EXERCISE TASKS ->
a) Revise the passage on the Iranian election count. Reproduce the part that opens with the words containing "As for the question, how" and closes with "Interior in Tehran.", and replace "ballot boxes" with "voting urns".
b) Translate the following sentence from the passage on the Iranian election count into French: "The total number of votes cast was 39.2 million."

EXTRACT ->
::::

As for the question, how Iranian election officials could count ballots so quickly, it smacks of arrogance. Let us examine the data. There were a total of 45,713 ballot boxes throughout the cities, towns and villages in Iran. The total number of votes cast was 39.2 million. This works out at less than 860 ballots per box. Further, voters cast their ballot for a single candidate–their preferred choice–from a field of four. Why is it so difficult to imagine that Iranian officials would be able to count 860 ballots in one or two hours? Besides, there were 14 officials in each polling station, 12 of whom were locally elected. After the vote count, the results were reported electronically to the Ministry of the Interior in Tehran.

Within a few hours, officials started to announce results from polling stations where votes had been counted although the Western media repeatedly peddled dis-information creating the impression that they had announced all election results. Only one example would suffice. "The Current", a radio program broadcast each morning on the Canadian Broadcast Corporation (CBC) discussing the aftermath of Iranian elections on June 15, twice questioned how officials could give out results so quickly, implying that there must have been fraud. Even when an email was sent to the program host, Anna Marie Tremonti, she refused to acknowledge the message or rectify her erroneous reporting. Besides, one only has to reflect on the election results of Barack Obama last November. As soon as the polls closed in California, CNN immediately announced that Obama had won. Every other television station in the US did the same. How could they make such a bold pronouncement when not a single ballot had been counted in California or anywhere on the West coast? Are people in the West the only ones capable of counting ballots quickly?

::::

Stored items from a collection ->
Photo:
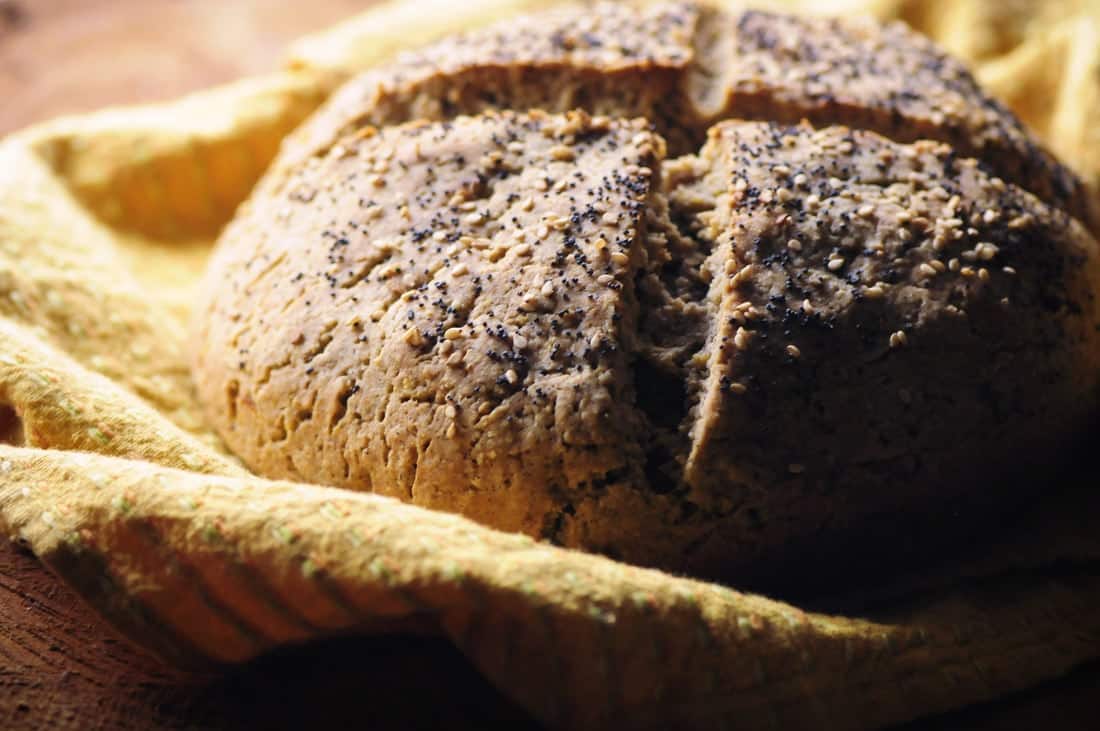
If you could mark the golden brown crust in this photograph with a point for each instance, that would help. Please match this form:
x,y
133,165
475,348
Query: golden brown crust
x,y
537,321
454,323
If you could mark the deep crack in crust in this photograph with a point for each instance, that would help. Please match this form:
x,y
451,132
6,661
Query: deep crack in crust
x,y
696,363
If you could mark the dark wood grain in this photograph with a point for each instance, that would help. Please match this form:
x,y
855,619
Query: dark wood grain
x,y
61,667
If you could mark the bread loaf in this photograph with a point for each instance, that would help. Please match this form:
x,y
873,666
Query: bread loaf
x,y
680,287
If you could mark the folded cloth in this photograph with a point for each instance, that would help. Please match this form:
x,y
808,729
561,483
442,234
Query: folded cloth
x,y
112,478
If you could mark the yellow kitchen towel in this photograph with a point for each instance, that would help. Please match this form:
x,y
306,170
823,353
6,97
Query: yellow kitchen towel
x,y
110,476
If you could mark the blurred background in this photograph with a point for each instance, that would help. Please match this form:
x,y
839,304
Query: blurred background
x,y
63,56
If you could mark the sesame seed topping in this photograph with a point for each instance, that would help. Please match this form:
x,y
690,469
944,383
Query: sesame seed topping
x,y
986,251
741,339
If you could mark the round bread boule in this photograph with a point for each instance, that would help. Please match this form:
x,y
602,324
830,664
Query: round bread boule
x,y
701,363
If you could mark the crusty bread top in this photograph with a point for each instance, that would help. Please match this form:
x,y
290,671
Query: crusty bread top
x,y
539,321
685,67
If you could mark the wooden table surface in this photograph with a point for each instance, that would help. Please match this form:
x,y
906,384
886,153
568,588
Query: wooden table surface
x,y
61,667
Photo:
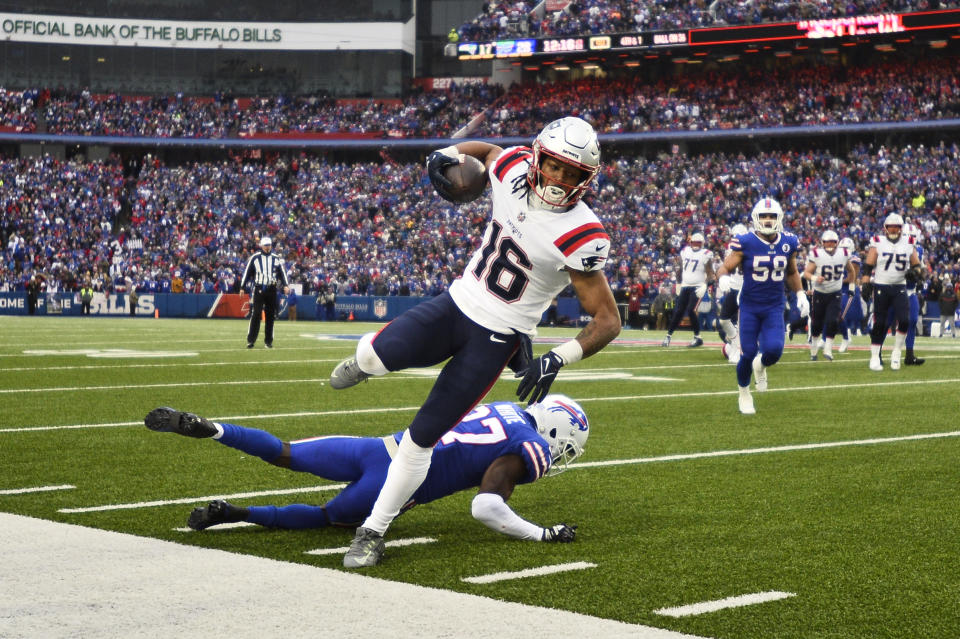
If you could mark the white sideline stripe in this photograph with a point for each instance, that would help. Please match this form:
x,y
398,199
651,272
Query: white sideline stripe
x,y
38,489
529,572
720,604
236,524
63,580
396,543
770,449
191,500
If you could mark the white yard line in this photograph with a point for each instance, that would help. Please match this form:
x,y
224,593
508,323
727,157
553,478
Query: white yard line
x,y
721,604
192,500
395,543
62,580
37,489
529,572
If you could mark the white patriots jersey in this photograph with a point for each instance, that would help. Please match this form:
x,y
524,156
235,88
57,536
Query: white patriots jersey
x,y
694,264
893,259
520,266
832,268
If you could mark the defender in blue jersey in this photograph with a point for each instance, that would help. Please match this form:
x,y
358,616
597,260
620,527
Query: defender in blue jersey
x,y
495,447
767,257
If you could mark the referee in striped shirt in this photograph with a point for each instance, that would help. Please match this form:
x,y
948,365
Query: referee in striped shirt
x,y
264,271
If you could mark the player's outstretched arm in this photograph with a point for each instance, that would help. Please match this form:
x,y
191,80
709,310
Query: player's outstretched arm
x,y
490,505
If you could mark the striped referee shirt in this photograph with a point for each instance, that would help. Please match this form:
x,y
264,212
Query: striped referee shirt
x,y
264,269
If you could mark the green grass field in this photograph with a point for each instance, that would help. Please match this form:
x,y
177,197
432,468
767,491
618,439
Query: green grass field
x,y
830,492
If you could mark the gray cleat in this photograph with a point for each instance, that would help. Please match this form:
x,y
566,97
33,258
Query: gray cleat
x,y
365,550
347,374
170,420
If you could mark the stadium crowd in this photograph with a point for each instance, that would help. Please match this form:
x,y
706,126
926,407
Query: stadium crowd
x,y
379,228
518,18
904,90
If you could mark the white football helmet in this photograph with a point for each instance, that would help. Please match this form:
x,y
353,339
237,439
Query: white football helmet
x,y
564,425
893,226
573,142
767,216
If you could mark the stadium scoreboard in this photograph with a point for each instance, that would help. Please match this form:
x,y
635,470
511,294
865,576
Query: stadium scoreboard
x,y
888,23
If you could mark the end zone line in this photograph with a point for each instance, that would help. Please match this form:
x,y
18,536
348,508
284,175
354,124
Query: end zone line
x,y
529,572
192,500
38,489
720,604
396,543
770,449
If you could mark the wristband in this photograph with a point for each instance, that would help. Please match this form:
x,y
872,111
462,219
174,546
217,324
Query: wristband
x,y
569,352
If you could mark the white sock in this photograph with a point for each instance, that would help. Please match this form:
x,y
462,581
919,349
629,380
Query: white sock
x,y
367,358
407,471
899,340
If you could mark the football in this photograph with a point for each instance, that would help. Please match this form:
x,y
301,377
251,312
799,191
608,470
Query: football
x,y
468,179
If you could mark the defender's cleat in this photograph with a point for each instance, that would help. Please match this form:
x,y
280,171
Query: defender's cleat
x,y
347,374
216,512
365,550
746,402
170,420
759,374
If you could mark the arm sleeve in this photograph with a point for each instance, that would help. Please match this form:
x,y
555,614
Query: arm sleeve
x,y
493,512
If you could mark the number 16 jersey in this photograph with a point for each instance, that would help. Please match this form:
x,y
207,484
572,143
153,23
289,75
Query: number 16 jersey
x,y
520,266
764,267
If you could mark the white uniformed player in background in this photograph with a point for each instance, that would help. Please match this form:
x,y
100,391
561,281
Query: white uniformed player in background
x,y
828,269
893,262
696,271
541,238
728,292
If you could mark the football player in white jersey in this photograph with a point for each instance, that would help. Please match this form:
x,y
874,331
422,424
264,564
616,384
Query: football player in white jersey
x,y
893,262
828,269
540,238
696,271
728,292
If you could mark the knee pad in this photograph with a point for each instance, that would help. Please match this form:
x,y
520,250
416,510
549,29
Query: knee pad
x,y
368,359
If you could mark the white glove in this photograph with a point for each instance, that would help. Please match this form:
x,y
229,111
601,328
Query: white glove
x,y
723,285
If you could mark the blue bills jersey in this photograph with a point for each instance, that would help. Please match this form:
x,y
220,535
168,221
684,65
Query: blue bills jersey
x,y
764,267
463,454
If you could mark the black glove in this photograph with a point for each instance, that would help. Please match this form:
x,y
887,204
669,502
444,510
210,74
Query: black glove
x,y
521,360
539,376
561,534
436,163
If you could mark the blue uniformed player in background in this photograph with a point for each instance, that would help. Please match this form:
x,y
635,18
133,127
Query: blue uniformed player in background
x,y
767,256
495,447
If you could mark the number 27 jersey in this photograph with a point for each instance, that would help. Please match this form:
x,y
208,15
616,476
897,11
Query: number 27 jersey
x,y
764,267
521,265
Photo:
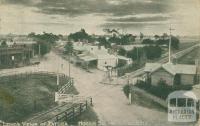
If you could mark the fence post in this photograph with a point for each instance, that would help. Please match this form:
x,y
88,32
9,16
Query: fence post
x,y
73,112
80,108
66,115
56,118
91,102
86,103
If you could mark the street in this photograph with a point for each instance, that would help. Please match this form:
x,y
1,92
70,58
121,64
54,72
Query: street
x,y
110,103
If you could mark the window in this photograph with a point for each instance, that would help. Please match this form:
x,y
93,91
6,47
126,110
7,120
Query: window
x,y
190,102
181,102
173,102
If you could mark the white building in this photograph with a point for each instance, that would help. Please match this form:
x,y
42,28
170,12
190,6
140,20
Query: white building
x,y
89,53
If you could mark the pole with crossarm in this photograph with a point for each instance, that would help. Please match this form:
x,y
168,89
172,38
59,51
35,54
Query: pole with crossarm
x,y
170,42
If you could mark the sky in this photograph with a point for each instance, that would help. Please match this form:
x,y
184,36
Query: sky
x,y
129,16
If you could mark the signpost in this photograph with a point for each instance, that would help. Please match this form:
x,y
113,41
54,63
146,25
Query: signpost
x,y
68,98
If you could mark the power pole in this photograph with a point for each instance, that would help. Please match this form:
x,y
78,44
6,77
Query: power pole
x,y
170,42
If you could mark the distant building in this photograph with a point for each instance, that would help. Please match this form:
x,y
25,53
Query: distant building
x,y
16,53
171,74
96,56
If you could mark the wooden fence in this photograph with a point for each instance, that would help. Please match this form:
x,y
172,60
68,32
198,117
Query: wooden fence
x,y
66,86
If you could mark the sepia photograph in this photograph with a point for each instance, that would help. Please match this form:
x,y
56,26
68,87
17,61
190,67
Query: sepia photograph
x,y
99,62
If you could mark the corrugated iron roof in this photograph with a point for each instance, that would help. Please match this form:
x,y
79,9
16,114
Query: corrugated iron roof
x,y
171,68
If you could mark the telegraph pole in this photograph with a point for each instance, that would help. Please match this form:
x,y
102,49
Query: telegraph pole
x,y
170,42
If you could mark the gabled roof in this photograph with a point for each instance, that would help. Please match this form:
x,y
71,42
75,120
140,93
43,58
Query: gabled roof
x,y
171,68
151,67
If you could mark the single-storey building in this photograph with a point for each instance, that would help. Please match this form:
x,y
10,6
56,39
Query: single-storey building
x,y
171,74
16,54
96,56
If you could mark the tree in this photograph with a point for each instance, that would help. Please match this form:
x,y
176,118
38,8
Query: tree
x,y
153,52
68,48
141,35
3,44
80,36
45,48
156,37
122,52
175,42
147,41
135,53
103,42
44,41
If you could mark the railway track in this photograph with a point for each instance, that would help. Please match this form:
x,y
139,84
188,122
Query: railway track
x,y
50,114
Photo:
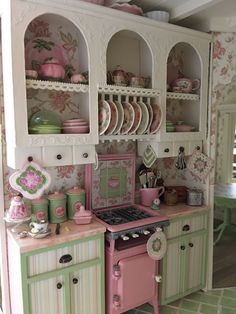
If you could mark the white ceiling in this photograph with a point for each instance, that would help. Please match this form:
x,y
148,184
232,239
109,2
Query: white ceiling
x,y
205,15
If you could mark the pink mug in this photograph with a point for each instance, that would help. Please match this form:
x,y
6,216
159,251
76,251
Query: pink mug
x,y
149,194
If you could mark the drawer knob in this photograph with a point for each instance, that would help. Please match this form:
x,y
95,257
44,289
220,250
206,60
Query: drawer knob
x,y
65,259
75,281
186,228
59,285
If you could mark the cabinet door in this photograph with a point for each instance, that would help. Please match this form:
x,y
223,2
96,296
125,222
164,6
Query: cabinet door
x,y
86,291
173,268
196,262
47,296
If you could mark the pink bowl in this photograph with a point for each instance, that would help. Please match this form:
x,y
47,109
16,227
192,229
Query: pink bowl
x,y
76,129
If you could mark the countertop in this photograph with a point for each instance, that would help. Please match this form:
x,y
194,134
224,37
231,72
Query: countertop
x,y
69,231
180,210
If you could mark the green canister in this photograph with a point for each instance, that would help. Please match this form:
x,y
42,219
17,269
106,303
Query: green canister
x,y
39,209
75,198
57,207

::::

SOLUTIONS IN ORDER ->
a)
As for the question, how Iranian election officials could count ballots so quickly, it smacks of arrogance. Let us examine the data. There were a total of 45,713 voting urns throughout the cities, towns and villages in Iran. The total number of votes cast was 39.2 million. This works out at less than 860 ballots per box. Further, voters cast their ballot for a single candidate–their preferred choice–from a field of four. Why is it so difficult to imagine that Iranian officials would be able to count 860 ballots in one or two hours? Besides, there were 14 officials in each polling station, 12 of whom were locally elected. After the vote count, the results were reported electronically to the Ministry of the Interior in Tehran.

b) Le nombre total de votes exprimés s'élevait à 39,2 millions.